Some records:
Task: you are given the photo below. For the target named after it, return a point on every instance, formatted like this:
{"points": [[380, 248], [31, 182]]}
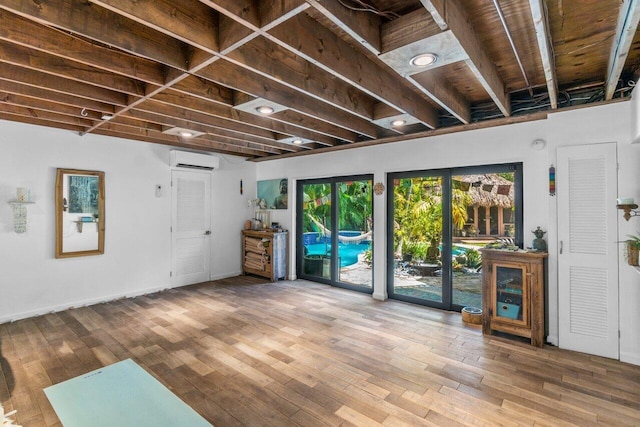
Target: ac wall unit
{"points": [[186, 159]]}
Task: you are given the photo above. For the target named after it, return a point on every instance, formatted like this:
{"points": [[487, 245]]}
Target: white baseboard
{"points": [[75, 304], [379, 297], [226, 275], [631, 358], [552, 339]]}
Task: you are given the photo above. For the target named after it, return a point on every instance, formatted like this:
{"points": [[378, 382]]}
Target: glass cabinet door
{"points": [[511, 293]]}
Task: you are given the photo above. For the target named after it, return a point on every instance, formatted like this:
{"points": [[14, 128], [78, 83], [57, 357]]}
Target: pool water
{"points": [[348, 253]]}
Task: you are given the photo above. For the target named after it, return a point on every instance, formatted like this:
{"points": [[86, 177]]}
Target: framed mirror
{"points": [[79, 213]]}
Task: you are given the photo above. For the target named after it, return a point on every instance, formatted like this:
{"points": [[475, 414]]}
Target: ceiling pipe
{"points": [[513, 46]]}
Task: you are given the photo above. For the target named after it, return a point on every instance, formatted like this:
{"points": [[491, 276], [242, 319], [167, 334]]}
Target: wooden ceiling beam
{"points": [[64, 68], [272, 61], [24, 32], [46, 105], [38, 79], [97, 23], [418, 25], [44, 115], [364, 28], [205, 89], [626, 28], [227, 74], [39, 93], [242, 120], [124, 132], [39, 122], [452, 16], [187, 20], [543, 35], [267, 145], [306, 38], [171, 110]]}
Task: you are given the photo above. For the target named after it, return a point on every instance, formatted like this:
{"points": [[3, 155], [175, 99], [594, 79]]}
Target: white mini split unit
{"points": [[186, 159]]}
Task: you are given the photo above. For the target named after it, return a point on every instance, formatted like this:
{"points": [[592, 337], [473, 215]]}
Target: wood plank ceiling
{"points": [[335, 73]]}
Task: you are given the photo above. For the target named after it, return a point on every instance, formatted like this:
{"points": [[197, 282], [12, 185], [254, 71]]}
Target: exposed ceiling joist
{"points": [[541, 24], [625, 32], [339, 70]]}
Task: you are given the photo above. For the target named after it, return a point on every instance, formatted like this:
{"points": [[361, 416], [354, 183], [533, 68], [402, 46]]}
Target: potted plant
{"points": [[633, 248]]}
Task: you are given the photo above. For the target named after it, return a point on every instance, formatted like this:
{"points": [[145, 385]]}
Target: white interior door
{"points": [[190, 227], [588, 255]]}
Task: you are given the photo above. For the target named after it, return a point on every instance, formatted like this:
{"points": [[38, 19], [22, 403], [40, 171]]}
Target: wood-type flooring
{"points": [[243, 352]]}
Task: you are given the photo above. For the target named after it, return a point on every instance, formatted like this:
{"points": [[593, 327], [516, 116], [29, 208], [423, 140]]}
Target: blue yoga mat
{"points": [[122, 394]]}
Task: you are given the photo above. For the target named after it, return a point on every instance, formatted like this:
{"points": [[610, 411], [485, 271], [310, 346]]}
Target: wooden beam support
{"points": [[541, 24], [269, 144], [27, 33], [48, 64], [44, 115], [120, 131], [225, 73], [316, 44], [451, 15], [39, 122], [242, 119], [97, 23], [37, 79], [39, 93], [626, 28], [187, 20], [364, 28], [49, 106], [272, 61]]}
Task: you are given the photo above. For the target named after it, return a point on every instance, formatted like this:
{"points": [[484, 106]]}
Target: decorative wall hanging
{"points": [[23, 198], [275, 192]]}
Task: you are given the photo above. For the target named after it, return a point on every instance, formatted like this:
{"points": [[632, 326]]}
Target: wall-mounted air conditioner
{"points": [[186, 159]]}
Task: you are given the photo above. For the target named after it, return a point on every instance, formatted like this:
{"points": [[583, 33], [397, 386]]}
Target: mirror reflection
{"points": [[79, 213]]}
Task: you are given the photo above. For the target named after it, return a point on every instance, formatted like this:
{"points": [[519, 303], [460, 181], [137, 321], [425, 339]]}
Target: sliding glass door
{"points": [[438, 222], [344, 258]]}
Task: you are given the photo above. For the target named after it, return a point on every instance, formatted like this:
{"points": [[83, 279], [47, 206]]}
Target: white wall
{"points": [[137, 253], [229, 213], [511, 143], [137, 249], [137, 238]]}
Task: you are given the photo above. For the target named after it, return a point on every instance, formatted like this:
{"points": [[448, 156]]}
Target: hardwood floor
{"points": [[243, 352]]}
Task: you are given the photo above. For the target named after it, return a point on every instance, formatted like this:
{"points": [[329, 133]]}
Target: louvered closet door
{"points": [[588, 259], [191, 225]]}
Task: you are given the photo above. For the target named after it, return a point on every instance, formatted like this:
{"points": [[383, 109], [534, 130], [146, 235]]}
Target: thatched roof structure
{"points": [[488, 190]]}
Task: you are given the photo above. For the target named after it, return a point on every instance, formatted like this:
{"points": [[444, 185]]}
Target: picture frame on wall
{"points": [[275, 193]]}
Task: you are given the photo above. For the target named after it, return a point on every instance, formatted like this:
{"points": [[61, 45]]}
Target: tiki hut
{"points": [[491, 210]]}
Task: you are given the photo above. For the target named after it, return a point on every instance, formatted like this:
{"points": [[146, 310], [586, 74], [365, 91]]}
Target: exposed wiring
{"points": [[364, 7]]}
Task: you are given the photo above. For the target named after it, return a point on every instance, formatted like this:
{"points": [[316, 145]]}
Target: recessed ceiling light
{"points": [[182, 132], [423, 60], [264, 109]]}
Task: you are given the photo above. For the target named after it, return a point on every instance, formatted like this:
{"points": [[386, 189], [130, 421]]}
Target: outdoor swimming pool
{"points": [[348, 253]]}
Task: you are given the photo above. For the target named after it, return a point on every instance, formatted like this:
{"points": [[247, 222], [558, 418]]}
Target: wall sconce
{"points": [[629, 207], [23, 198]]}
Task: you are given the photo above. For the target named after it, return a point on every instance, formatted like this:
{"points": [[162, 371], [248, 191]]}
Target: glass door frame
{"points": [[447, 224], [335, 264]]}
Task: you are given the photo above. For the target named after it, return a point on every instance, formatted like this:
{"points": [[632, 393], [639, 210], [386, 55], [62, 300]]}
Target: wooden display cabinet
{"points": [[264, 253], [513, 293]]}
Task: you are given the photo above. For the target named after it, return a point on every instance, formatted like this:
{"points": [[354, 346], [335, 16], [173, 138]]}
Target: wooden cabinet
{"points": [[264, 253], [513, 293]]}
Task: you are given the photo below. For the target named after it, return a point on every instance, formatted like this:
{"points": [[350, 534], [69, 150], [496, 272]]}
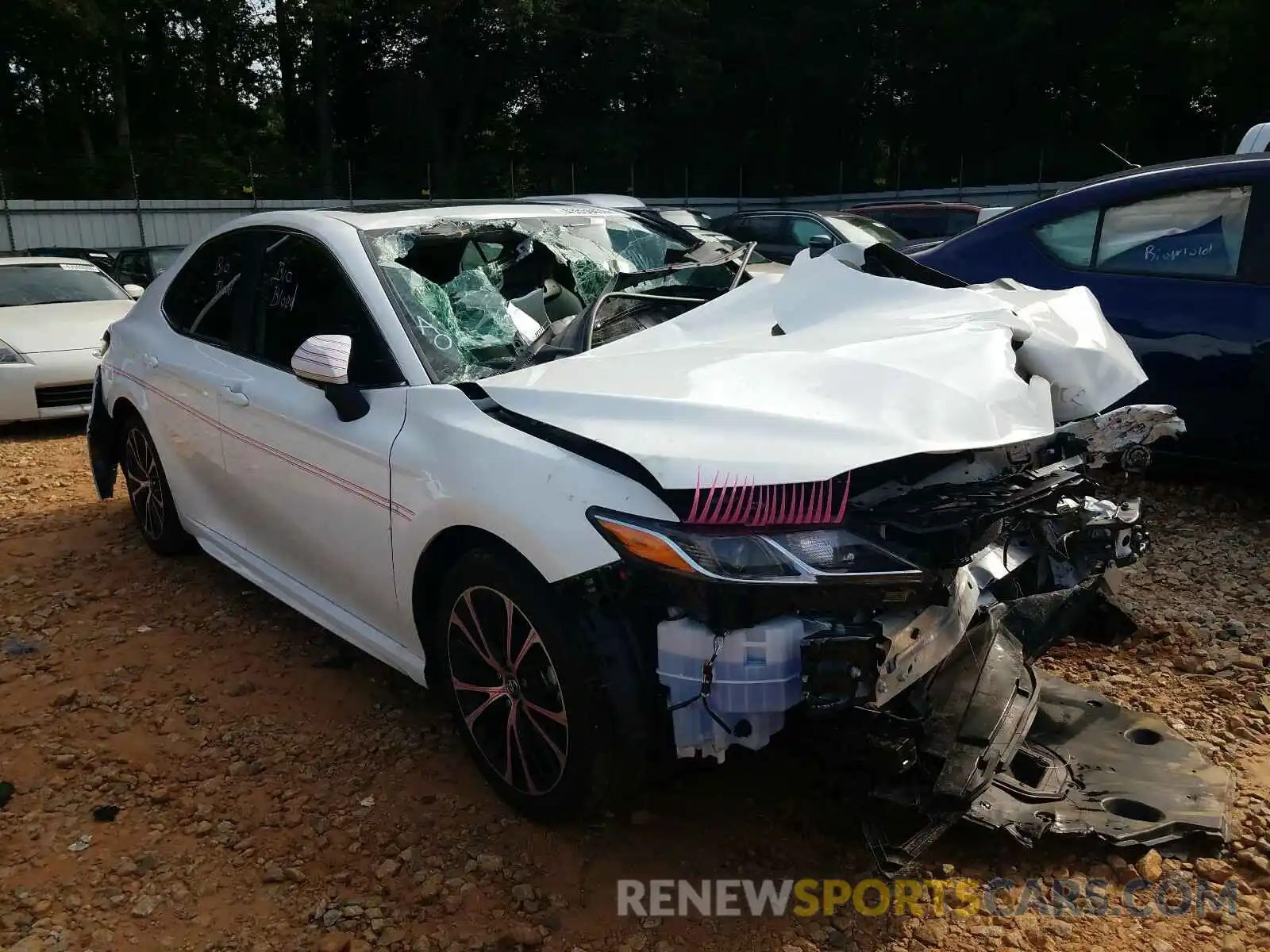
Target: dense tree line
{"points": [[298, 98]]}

--

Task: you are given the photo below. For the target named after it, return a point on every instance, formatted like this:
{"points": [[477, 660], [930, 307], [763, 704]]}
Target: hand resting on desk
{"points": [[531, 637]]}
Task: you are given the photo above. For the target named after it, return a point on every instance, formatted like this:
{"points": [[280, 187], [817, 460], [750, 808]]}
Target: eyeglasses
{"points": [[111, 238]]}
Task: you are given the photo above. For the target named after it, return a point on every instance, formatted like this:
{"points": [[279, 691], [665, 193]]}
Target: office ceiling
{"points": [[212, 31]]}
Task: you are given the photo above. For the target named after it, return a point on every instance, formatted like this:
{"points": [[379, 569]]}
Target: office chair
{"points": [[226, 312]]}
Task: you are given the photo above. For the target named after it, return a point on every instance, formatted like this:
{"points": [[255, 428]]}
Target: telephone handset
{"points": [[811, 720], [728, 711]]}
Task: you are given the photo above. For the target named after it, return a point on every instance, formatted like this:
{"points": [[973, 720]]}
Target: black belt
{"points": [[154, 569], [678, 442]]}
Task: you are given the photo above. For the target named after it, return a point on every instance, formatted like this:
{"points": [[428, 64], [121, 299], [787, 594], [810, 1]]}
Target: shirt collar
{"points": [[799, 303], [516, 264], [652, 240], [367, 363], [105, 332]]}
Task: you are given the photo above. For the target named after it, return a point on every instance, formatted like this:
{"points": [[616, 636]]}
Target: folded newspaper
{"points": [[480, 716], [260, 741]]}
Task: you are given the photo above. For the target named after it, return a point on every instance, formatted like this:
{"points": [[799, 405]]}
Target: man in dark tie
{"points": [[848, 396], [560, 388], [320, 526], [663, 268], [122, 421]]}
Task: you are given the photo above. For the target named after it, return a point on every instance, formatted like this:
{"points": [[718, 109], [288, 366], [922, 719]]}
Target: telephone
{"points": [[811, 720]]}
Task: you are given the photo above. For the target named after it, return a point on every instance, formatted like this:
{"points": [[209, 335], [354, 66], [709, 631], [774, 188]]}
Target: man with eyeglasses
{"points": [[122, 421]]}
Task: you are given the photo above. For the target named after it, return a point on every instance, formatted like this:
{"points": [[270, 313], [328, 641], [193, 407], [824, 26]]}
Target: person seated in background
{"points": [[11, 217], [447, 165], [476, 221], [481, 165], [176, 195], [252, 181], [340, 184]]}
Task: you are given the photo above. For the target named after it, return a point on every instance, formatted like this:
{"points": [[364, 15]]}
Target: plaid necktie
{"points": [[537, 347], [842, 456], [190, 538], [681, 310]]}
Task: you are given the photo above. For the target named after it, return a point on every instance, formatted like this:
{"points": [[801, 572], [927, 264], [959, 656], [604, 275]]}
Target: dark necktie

:: WORK TO COMPLETE ::
Extract every line of the records above that contains the word "pool", copying each such line in full.

:: SOLUTION BELOW ::
Target: pool water
Target: outdoor swimming pool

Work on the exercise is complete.